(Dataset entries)
[Start of Attachment]

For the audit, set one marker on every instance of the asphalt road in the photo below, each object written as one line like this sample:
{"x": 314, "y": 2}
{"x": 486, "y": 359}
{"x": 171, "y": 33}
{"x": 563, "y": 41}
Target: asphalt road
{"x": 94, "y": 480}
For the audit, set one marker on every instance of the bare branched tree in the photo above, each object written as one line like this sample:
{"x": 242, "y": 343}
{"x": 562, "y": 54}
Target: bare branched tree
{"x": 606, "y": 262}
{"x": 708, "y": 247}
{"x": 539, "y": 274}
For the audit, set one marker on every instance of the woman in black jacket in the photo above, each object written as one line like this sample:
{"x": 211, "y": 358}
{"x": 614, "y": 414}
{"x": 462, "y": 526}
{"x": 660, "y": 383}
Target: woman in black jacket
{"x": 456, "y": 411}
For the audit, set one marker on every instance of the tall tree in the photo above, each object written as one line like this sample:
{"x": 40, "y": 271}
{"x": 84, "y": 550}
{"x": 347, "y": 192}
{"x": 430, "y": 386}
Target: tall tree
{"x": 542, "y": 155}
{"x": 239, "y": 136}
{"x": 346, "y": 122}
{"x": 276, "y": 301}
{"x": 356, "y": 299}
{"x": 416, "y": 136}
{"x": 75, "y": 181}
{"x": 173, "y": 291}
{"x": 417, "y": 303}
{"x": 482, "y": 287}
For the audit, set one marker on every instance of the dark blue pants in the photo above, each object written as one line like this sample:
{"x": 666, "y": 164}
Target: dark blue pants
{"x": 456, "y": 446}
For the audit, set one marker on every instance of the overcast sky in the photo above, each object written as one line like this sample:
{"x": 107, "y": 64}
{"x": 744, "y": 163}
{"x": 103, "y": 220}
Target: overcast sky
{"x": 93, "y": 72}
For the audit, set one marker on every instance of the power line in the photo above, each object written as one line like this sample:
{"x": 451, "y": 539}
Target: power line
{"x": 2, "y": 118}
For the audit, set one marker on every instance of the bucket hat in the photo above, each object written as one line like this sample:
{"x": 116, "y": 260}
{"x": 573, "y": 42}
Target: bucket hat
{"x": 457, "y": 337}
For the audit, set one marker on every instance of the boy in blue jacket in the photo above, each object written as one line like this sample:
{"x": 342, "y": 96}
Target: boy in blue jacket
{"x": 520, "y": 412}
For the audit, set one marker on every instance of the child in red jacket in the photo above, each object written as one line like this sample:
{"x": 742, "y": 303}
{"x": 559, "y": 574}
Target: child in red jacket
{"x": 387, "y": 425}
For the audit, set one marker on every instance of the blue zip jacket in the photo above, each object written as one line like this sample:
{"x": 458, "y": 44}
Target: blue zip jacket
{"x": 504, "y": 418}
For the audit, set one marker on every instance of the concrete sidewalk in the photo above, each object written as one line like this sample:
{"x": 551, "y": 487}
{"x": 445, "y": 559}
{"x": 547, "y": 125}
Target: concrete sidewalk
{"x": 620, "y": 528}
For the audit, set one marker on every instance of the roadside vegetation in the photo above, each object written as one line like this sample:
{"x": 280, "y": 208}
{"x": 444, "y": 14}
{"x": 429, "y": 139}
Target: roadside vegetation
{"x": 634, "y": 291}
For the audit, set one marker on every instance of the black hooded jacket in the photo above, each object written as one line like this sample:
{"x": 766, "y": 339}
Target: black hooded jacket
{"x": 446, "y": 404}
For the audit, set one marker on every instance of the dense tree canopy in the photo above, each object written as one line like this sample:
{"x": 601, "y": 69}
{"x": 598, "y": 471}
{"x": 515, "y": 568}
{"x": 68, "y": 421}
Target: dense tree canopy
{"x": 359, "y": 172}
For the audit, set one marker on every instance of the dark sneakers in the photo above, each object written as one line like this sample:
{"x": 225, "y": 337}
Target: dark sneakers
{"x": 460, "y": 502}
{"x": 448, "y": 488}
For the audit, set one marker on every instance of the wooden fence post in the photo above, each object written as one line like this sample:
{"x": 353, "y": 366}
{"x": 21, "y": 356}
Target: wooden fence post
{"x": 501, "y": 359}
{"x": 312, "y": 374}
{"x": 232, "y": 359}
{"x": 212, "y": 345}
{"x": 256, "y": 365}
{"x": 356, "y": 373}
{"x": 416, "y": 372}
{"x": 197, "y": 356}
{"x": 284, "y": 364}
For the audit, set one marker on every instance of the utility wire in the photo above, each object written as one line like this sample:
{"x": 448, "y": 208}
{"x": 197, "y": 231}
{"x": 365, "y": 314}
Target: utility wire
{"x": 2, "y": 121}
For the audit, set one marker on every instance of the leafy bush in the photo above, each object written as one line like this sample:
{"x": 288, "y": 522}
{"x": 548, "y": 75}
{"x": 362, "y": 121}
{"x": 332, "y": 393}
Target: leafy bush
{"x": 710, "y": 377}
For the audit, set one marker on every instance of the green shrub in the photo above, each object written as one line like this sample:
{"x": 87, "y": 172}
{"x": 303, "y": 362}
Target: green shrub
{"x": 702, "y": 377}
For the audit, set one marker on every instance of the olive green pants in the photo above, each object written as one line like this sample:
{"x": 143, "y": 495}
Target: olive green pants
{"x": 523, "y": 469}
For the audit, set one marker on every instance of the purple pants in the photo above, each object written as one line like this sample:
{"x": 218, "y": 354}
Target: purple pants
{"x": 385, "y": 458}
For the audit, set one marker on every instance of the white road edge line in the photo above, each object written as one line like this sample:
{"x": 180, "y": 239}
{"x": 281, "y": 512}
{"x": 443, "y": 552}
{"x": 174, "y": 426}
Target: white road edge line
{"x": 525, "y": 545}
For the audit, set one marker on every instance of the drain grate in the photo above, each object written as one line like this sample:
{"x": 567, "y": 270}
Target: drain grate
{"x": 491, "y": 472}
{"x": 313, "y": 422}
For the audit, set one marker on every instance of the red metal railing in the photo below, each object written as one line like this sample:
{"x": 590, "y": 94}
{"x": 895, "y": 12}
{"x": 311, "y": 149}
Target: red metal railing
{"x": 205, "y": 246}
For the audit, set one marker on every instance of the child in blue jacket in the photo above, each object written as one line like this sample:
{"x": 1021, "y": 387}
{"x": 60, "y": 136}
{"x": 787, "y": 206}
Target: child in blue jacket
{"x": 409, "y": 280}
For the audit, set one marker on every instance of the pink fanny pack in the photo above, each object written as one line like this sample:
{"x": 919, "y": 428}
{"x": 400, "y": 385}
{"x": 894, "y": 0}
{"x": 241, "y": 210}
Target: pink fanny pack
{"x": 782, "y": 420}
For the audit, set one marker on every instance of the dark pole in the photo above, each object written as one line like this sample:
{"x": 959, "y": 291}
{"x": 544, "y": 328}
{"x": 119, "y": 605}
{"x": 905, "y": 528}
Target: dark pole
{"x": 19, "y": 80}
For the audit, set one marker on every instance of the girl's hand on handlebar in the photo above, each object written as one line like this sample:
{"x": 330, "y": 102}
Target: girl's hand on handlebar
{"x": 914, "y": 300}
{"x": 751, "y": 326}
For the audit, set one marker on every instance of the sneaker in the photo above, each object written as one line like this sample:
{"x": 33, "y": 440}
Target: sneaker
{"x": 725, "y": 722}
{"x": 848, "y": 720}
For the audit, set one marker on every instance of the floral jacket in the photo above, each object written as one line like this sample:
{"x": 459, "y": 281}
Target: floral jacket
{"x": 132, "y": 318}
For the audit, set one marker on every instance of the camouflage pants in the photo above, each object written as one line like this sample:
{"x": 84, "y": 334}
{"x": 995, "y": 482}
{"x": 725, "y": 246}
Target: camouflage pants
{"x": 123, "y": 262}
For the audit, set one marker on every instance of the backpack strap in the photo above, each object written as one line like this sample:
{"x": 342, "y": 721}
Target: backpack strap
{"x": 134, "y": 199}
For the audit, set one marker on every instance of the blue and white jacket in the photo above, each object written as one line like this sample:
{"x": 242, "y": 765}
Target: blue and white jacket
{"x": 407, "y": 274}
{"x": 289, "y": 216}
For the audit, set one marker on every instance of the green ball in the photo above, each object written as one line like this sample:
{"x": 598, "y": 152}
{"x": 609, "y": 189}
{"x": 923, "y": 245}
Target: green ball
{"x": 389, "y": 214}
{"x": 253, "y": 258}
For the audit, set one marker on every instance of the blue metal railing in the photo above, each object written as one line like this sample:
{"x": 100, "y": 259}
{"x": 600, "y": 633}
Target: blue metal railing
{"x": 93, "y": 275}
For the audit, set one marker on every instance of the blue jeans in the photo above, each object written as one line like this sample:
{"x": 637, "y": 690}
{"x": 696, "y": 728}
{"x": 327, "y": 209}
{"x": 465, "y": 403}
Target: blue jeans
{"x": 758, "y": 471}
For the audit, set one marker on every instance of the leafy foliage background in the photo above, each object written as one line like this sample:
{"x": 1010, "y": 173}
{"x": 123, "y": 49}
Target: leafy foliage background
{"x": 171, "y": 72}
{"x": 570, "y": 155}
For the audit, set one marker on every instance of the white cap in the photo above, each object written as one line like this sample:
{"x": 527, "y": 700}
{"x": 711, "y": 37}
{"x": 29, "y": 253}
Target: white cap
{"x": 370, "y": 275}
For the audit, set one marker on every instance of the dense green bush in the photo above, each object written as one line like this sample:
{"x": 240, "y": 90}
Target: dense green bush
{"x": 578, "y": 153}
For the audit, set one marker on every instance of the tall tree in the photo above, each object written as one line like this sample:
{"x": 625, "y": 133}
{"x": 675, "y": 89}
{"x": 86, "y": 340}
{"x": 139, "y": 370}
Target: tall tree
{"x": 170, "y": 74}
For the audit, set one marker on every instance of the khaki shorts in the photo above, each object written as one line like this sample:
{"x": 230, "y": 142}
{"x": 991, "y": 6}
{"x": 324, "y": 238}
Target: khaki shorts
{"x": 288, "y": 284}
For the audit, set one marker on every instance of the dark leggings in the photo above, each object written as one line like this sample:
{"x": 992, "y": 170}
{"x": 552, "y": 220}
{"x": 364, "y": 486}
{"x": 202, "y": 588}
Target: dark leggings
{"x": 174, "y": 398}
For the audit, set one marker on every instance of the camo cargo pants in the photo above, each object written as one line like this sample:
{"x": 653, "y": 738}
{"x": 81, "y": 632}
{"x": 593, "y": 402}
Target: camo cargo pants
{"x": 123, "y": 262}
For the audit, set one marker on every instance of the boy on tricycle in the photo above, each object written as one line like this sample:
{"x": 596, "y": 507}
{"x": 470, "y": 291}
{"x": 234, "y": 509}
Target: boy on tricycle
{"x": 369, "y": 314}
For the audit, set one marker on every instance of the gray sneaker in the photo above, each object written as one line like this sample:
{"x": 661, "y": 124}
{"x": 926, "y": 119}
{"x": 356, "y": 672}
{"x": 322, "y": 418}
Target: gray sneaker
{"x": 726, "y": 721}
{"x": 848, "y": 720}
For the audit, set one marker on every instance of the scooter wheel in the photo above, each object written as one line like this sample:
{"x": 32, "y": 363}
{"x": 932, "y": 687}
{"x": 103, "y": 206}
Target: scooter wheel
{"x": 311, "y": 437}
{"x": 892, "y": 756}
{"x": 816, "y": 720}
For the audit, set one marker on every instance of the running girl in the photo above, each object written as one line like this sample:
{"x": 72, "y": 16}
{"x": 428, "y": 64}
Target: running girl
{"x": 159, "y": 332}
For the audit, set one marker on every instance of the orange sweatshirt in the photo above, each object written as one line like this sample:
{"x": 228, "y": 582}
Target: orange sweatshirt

[End of Attachment]

WORK ITEM: Copy out each line of the records above that includes "below".

EXERCISE OUTPUT:
For the audit, set one marker on every instance of the asphalt road in the photo below, each object written as one line like this sample:
For the audit, set one marker on every instance of the red metal railing in the photo below, each object written as one line like this sample:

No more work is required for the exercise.